## RECORDS PROVIDED
━━━━━━━━
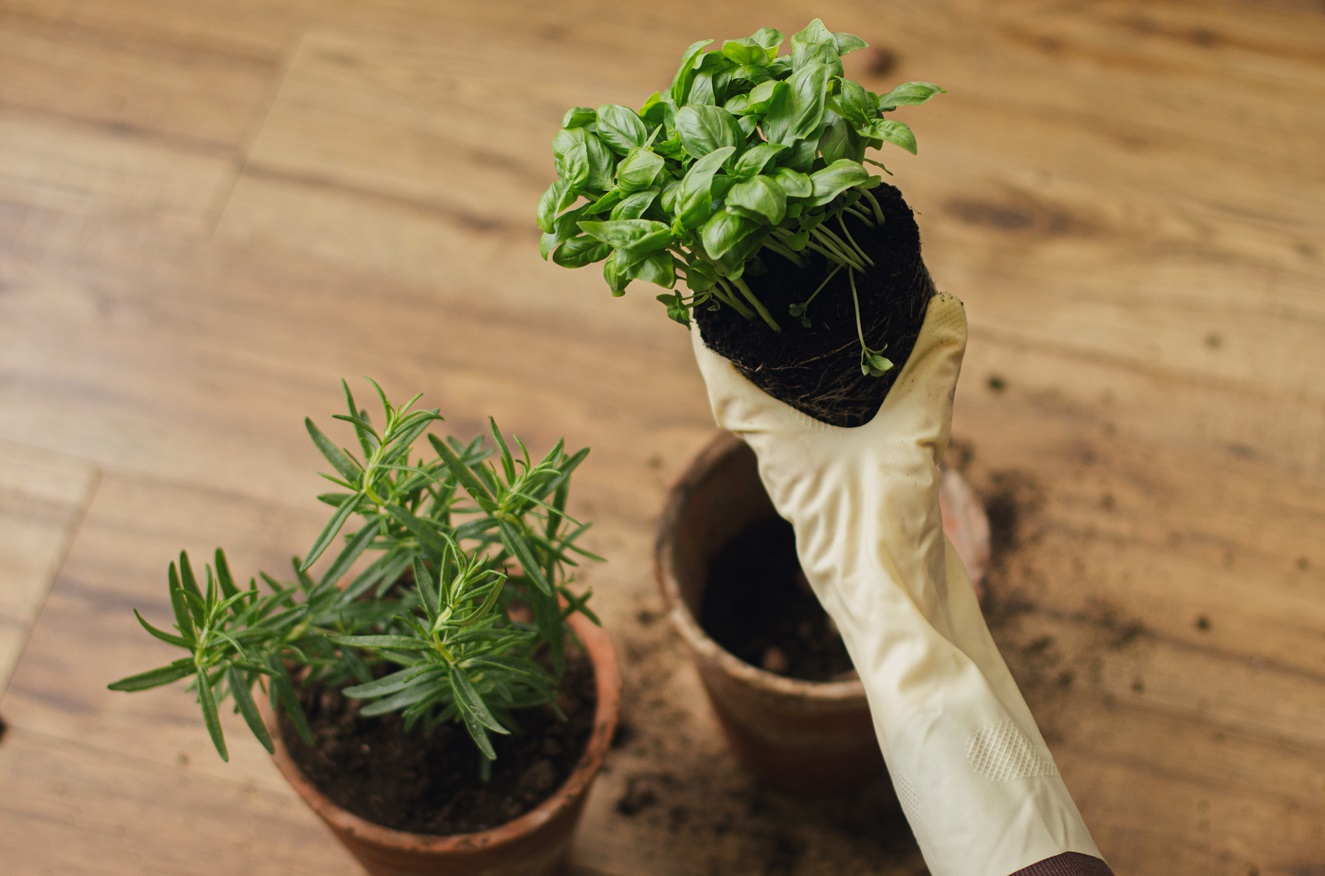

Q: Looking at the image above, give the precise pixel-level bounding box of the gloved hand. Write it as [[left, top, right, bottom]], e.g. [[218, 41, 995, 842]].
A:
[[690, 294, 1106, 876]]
━━━━━━━━
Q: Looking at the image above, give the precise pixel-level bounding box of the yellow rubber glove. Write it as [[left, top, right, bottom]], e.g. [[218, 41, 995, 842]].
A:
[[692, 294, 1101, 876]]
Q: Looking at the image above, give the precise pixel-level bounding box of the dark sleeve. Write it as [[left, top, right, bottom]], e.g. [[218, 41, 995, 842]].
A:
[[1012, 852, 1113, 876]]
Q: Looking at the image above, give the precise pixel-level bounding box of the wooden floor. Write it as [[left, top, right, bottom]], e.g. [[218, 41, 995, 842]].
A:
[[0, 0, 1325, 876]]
━━━━━━━━
## WRITTEN TASK
Please rescale the stretch of the records above from the line containing "of the dark" through the line containing "[[1012, 852, 1113, 876]]", both ends included, repeating those lines with their requests and multiplying each bounding box coordinate in the answers by 1.3, rounded to a whole number with halves going up. Return only those lines.

## OUTPUT FOR THIS TASK
Q: Looking at the image above, give the precise pixel-level bounding box of the dark sleeve. Write it as [[left, top, right, bottom]], e.g. [[218, 41, 995, 842]].
A:
[[1316, 1108, 1447, 1139]]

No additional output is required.